[Coordinate annotation entries]
--- begin ---
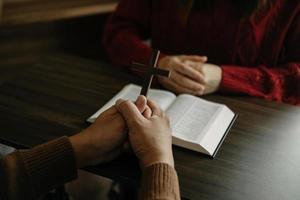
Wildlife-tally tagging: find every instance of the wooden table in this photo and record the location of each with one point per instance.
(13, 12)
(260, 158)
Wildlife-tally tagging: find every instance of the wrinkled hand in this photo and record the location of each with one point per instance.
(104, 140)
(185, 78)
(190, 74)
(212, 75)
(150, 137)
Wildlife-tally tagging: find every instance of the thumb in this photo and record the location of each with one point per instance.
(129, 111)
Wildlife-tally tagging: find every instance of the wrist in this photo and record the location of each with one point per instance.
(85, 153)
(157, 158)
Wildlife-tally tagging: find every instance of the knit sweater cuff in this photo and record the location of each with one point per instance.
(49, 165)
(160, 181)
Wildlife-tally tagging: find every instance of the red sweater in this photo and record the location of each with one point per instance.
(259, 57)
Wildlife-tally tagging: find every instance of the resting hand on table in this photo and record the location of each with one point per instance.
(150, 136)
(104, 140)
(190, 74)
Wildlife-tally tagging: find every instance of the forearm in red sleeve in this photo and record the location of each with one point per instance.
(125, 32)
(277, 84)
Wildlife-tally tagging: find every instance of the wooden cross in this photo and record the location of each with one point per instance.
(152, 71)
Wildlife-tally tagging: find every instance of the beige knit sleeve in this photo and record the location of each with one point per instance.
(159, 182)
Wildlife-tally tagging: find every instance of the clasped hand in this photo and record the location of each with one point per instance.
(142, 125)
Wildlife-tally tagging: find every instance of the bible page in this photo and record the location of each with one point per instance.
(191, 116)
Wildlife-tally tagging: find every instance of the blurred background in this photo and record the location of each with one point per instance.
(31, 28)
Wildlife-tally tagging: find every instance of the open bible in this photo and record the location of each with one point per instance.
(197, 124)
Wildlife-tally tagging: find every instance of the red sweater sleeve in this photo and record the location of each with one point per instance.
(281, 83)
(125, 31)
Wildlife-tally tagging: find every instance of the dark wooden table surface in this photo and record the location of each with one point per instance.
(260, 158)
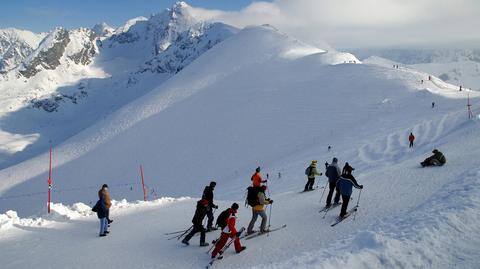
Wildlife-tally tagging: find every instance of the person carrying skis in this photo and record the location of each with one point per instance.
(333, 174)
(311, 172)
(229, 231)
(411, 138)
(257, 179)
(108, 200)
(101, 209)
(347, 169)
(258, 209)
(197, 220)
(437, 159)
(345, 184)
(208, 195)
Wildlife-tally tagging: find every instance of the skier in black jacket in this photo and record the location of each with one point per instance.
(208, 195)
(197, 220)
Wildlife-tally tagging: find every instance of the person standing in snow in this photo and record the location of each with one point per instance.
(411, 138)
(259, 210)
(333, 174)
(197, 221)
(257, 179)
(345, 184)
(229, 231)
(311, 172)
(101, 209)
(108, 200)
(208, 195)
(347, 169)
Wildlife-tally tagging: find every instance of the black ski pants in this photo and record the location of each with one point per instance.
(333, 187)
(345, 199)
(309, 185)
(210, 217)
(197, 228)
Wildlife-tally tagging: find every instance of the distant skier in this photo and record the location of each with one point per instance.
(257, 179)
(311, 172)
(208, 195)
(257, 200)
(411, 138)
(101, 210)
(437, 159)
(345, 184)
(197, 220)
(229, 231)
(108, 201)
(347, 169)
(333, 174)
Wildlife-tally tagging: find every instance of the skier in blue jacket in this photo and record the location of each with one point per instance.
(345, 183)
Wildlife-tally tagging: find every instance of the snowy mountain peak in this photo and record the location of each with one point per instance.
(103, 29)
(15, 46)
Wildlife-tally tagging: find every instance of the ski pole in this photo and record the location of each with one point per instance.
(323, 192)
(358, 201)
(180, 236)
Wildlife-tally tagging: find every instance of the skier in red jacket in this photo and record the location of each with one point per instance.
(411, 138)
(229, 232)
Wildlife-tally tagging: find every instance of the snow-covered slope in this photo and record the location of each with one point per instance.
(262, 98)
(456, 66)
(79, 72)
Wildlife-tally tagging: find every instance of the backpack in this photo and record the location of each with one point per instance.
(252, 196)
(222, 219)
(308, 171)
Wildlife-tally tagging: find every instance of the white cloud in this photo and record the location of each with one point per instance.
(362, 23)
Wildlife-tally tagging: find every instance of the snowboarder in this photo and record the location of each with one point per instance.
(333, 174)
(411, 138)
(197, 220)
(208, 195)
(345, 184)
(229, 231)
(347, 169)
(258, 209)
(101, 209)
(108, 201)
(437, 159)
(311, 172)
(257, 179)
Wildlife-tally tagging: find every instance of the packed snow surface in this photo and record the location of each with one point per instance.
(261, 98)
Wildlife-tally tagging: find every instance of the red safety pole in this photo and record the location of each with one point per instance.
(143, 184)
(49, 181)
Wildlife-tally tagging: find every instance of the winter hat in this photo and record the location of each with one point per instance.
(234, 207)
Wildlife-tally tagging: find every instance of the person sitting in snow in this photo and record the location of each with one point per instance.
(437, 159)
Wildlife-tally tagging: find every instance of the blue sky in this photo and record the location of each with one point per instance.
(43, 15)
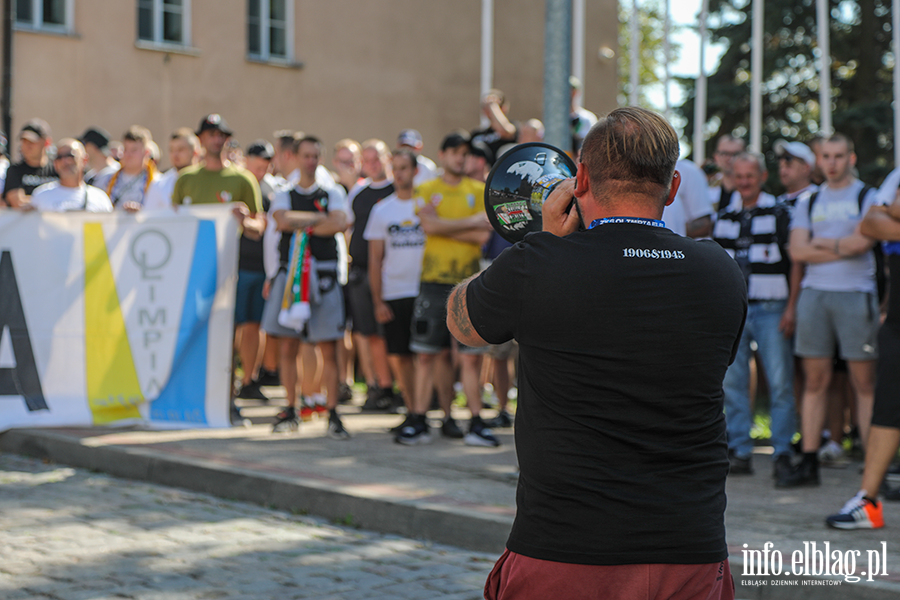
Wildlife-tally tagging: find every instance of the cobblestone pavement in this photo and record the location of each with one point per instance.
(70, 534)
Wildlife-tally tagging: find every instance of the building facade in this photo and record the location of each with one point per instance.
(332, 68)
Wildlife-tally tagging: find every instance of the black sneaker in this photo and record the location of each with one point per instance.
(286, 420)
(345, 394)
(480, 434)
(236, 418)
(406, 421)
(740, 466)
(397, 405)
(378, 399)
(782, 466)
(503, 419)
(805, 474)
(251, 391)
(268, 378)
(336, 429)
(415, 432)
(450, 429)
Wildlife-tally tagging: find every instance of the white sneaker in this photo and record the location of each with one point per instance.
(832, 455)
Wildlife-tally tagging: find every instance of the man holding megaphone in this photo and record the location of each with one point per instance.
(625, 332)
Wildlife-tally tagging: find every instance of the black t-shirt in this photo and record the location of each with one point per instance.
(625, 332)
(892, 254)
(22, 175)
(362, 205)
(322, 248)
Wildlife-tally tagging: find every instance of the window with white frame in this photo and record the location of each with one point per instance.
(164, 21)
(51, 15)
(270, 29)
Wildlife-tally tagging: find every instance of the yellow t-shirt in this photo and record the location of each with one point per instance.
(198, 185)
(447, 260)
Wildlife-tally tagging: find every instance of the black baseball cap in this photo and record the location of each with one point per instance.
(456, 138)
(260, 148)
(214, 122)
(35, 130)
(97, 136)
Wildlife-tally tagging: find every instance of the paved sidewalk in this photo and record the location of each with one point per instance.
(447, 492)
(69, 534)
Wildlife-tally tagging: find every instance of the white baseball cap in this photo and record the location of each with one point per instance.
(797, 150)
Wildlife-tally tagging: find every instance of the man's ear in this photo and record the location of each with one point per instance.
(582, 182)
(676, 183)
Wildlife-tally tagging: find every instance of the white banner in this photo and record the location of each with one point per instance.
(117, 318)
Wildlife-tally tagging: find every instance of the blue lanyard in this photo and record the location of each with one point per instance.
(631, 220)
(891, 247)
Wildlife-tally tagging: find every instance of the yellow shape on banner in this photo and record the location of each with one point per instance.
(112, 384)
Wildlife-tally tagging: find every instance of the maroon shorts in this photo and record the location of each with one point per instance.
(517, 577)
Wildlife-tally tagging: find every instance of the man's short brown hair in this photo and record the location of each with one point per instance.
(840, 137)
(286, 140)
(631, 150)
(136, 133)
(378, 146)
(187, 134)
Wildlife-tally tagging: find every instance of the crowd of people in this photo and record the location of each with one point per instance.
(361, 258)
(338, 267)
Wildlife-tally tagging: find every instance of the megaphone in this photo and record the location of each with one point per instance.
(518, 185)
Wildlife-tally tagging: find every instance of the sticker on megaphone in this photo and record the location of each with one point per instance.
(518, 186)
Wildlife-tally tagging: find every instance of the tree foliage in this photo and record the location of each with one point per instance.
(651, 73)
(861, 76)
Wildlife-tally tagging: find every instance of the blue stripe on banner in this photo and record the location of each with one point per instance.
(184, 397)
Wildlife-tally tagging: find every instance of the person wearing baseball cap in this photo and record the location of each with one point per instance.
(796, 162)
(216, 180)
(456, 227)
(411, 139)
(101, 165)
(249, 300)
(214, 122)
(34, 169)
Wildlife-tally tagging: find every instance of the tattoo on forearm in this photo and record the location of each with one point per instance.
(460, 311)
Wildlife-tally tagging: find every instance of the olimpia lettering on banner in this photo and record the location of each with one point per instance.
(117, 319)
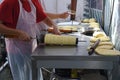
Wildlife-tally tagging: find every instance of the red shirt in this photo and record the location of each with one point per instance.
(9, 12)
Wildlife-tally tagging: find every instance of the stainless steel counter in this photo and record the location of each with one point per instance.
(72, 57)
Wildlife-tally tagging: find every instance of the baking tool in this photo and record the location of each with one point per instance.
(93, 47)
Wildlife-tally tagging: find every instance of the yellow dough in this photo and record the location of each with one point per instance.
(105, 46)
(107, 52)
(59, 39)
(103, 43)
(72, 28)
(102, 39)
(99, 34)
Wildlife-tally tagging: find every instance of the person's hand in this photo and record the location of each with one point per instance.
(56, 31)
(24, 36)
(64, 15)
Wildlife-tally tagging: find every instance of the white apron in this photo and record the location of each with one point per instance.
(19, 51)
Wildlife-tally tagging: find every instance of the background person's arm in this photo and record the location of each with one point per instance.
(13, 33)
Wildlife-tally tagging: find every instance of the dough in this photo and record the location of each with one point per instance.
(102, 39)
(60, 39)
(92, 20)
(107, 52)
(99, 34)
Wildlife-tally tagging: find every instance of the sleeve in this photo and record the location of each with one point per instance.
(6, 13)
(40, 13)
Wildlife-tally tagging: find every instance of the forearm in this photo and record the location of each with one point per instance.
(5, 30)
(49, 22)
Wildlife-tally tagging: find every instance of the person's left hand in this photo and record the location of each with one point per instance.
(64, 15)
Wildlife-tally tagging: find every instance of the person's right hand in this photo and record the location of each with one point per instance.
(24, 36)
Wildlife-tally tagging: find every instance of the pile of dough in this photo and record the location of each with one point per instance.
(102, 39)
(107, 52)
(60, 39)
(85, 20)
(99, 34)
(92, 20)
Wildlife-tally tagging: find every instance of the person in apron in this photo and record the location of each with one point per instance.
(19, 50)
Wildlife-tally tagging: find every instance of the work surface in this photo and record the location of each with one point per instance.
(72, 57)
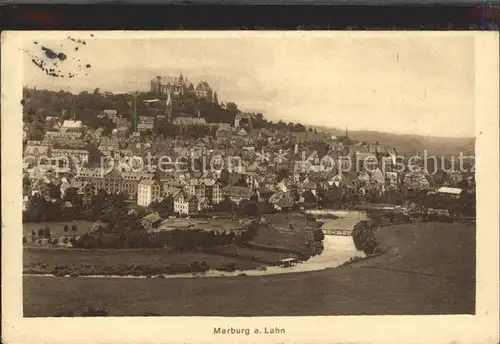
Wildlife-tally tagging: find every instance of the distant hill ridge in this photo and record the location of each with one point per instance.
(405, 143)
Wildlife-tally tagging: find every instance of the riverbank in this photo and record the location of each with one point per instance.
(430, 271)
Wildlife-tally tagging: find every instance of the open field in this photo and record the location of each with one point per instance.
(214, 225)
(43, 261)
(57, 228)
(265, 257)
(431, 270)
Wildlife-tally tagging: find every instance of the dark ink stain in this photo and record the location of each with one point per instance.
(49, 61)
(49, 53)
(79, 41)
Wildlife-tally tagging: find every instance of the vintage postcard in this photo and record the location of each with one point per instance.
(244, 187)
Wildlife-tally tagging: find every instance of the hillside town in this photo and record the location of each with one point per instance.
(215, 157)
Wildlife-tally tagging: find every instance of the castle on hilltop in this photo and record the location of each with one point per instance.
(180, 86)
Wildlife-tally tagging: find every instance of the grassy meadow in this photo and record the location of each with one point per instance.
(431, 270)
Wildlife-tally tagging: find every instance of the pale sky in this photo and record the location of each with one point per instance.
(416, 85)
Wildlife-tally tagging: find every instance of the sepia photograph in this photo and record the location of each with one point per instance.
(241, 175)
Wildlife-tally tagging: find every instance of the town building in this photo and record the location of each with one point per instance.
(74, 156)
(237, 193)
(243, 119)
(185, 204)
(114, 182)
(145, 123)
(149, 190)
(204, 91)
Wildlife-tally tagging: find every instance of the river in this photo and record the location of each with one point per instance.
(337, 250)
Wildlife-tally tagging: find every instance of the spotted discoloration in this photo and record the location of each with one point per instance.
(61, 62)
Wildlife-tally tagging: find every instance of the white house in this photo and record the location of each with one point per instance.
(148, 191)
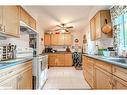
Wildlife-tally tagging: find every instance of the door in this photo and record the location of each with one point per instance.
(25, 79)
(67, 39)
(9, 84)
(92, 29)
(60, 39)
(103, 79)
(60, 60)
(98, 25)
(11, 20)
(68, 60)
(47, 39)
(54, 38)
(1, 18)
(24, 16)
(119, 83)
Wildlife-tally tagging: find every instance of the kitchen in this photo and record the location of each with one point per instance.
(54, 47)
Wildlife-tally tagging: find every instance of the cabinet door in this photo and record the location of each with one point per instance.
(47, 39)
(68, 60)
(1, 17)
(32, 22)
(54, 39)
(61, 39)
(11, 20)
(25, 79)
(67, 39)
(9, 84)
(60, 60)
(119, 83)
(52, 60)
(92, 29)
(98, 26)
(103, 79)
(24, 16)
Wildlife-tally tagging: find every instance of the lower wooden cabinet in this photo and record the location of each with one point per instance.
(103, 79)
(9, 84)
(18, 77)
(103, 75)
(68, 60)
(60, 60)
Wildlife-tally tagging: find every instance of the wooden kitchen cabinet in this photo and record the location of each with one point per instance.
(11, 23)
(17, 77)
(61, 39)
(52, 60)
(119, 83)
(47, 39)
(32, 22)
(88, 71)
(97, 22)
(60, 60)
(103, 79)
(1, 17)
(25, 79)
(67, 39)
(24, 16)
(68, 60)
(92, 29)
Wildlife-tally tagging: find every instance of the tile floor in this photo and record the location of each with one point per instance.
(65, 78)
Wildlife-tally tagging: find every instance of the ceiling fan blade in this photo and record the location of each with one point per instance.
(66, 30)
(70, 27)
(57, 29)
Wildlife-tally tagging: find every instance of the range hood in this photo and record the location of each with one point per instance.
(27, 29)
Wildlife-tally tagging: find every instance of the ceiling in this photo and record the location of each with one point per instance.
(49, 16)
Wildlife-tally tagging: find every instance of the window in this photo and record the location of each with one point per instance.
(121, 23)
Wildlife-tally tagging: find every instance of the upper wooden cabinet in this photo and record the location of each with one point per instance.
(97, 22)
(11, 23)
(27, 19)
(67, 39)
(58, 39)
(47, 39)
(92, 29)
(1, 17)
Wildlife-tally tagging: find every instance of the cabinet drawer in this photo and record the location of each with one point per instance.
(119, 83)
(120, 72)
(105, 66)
--- end ---
*Problem details*. Reproduce the lines word for word, starting at the one holding "Wildlife-tally tagging: find every instance of the ceiling in" and ending at the final line of the material above.

*Answer to this task*.
Wildlife-tally tagging: find every instance of the ceiling in this photo and record the location of each with one point per instance.
(49, 16)
Wildlife-tally tagging: find every instance of the window in this photo and record the location of each with one point per instance.
(121, 23)
Wildlife-tally tagging: find every instance of the upper wooden cabinet in this photo and record the location of each with one point per instance.
(97, 22)
(11, 23)
(27, 19)
(67, 39)
(58, 39)
(47, 39)
(92, 29)
(1, 17)
Wildlife-tally tagging: find every instance of the cabinet drawer in this photo and record the location of each with one point per instance.
(119, 83)
(120, 72)
(105, 66)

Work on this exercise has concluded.